_Problem requirements_
Go through the listing below. Copy each line that has the string "blurred".
* * * * * * * * *
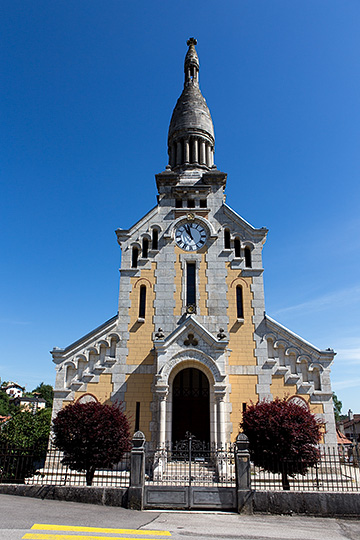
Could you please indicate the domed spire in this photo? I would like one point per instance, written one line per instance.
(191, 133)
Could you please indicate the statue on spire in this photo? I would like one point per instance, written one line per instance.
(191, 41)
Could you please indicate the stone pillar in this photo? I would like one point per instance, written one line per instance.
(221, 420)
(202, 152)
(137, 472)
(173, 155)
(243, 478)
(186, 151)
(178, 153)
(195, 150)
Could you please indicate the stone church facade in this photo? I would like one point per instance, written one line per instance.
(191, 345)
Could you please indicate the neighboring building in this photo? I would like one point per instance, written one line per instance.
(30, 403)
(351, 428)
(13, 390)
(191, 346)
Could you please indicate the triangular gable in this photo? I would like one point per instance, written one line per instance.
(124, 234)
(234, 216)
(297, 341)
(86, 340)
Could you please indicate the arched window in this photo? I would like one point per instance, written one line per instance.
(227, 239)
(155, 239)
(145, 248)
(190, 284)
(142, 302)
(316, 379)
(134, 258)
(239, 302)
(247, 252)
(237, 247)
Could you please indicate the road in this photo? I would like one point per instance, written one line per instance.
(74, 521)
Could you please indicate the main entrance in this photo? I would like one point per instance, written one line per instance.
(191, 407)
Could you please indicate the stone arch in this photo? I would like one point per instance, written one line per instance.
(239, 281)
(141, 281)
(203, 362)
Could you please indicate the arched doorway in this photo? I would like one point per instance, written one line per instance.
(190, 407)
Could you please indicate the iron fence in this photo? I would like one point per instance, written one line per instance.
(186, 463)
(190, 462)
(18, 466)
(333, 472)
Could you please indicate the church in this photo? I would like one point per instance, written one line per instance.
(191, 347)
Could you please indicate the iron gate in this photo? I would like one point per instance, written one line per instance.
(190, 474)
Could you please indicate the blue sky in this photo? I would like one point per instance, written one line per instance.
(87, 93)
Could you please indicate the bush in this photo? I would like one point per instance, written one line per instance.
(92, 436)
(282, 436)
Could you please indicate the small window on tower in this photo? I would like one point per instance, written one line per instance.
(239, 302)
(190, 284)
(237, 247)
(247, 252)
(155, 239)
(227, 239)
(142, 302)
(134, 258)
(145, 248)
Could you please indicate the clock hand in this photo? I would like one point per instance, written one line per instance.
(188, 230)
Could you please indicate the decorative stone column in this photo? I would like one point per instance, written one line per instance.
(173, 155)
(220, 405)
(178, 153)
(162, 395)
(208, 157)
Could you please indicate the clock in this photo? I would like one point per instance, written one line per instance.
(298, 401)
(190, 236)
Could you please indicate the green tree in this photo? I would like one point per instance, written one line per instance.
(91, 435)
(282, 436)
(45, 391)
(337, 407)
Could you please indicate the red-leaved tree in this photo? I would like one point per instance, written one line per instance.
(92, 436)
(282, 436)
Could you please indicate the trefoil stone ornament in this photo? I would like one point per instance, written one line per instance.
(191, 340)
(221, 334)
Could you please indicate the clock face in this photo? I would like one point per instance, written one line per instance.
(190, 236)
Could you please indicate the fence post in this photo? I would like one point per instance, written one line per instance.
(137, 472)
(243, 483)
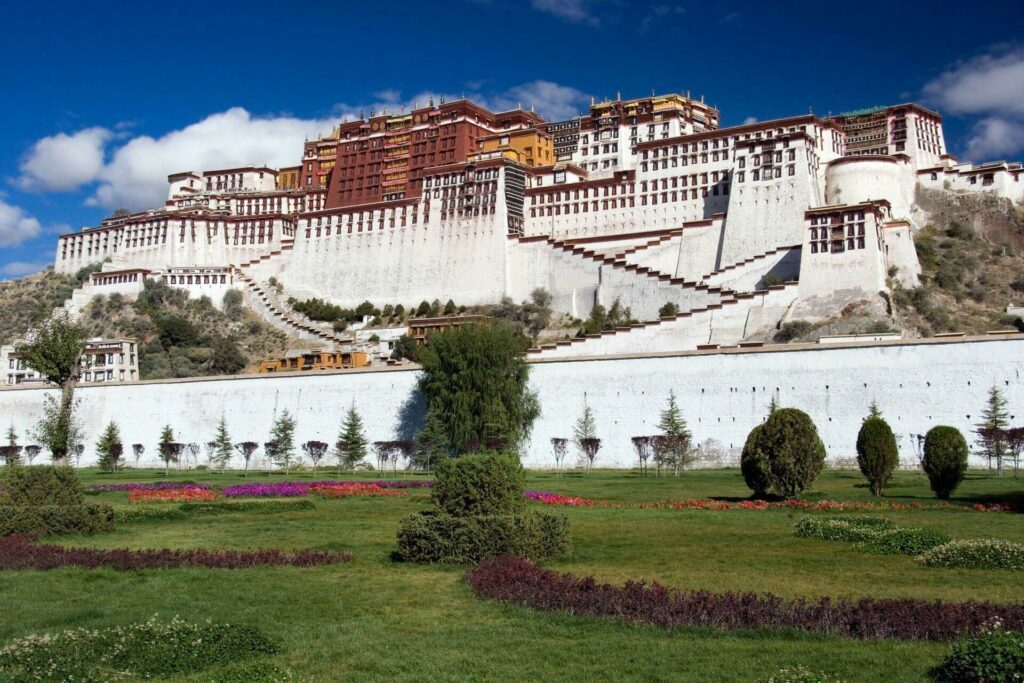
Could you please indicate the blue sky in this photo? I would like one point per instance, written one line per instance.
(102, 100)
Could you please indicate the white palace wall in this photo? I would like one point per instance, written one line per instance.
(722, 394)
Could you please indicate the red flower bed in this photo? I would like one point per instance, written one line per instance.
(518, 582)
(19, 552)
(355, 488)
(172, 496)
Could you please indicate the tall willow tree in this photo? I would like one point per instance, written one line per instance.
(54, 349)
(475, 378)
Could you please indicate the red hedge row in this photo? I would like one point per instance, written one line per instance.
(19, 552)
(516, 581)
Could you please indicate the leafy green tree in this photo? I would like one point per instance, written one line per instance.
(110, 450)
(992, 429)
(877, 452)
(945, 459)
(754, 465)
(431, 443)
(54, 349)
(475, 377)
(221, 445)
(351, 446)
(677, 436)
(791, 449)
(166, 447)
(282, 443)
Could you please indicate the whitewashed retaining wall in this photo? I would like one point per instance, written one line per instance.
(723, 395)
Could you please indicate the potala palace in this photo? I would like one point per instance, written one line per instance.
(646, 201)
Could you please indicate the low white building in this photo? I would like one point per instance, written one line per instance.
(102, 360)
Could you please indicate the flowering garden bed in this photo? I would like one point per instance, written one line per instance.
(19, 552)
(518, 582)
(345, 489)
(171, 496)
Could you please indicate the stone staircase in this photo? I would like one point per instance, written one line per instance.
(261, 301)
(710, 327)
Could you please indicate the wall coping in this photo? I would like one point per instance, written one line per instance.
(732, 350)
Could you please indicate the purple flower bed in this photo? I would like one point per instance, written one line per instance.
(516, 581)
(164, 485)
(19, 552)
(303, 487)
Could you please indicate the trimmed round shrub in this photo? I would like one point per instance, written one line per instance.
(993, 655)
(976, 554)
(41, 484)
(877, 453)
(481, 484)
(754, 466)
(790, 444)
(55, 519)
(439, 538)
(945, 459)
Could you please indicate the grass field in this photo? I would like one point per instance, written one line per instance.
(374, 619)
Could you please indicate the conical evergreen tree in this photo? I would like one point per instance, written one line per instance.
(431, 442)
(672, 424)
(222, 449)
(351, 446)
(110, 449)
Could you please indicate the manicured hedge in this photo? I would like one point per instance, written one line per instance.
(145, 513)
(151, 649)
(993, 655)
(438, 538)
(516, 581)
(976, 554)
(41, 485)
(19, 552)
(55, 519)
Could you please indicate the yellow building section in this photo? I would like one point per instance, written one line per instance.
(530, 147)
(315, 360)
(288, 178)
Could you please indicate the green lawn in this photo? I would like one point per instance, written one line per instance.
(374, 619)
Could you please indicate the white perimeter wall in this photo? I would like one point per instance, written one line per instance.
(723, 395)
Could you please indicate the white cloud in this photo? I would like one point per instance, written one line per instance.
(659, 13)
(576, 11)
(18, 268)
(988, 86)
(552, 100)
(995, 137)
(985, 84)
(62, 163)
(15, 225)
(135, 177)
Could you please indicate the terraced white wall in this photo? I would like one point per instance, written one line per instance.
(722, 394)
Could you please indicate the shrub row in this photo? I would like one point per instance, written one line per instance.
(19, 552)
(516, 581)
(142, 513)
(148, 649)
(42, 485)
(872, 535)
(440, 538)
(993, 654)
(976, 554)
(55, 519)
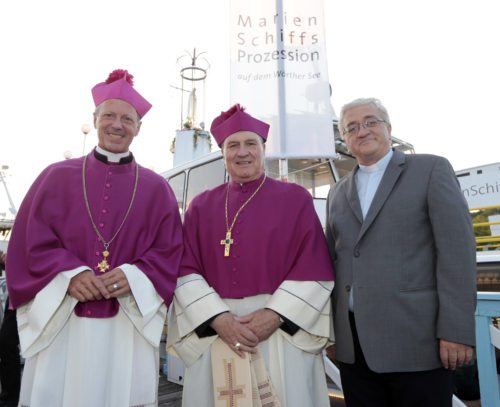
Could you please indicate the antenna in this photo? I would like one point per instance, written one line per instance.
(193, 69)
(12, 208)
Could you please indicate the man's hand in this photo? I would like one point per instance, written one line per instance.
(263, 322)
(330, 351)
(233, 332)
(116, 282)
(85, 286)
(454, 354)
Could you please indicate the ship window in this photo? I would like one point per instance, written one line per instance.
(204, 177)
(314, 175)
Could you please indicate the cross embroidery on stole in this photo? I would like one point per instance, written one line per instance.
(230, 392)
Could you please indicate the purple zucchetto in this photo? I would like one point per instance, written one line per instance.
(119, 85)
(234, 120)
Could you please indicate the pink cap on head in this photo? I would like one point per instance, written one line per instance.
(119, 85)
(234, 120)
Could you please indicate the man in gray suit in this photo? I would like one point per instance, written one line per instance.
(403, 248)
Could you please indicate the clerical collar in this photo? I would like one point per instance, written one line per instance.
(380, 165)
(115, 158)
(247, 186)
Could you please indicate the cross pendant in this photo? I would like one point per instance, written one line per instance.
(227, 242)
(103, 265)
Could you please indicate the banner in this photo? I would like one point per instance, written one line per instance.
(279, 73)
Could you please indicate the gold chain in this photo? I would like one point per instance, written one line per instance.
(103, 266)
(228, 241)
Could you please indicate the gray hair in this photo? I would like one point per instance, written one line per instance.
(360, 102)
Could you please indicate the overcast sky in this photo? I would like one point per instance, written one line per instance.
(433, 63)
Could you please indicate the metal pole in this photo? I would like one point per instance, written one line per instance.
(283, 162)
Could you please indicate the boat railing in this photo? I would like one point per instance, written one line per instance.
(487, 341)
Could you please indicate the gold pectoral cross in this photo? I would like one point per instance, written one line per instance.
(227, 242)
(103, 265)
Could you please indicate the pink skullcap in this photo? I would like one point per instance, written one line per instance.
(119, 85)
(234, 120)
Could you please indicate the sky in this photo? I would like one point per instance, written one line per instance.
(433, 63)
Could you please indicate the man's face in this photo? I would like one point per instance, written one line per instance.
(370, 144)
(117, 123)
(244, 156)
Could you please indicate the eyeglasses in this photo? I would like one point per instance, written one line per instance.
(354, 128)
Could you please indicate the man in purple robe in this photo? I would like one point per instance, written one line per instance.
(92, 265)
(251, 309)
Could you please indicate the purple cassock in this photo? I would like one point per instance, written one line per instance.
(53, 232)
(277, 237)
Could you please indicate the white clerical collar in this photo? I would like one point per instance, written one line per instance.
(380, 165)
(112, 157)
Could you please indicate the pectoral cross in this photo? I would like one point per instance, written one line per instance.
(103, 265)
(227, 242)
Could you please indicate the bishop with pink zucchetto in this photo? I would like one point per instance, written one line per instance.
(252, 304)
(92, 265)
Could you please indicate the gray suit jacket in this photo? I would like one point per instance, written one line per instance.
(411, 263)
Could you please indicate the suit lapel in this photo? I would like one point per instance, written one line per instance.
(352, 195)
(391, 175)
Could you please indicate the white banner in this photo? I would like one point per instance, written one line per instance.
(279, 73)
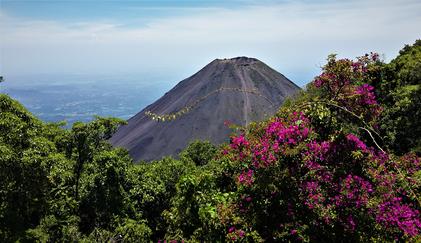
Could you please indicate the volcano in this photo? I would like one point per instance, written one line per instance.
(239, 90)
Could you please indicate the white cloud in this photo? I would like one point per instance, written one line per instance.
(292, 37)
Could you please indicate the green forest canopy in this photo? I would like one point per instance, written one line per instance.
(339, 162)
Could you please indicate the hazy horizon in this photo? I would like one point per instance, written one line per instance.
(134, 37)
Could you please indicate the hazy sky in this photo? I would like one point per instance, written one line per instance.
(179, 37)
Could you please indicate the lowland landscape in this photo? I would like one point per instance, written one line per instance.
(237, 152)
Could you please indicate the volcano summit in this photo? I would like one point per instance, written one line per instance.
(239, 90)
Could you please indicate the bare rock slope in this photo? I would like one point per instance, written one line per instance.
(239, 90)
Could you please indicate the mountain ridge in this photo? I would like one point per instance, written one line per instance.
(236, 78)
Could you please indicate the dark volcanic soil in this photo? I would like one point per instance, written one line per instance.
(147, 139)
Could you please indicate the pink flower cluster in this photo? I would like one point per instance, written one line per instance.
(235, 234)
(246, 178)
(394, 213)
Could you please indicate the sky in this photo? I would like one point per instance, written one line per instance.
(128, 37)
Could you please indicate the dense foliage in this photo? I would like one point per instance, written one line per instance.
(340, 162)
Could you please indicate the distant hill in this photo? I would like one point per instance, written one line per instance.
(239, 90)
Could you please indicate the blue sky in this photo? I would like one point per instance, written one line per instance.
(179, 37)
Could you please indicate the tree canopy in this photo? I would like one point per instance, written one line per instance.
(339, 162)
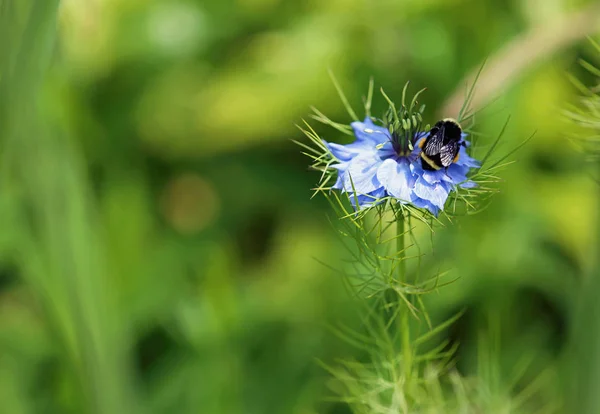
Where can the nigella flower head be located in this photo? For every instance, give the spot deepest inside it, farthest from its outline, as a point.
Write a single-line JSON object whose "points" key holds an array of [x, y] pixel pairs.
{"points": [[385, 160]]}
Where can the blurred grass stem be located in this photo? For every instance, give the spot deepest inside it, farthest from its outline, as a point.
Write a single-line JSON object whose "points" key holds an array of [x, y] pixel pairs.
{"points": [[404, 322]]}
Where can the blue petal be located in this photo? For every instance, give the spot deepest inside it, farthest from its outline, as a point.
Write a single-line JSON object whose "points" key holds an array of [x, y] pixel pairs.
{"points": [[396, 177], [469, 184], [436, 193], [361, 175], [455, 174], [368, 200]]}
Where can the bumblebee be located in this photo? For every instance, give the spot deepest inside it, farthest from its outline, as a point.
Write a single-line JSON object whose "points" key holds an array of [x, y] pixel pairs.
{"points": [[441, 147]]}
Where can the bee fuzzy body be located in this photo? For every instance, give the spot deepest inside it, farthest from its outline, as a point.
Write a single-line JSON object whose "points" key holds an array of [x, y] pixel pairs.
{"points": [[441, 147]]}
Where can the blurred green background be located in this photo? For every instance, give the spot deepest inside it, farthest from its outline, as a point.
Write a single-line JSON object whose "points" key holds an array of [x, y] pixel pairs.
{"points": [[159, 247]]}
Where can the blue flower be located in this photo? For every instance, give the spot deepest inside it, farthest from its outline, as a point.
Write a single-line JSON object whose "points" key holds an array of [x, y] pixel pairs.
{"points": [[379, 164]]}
* * * * * * * * *
_Response below_
Where can the blurred grass stem be located in this photo? For every instance, give the spot deepest inside it, farthest from its outline, as a point.
Where can the blurred green background be located in this photo? For every instance, give the spot deepest inside it, farthest from its outline, as a point.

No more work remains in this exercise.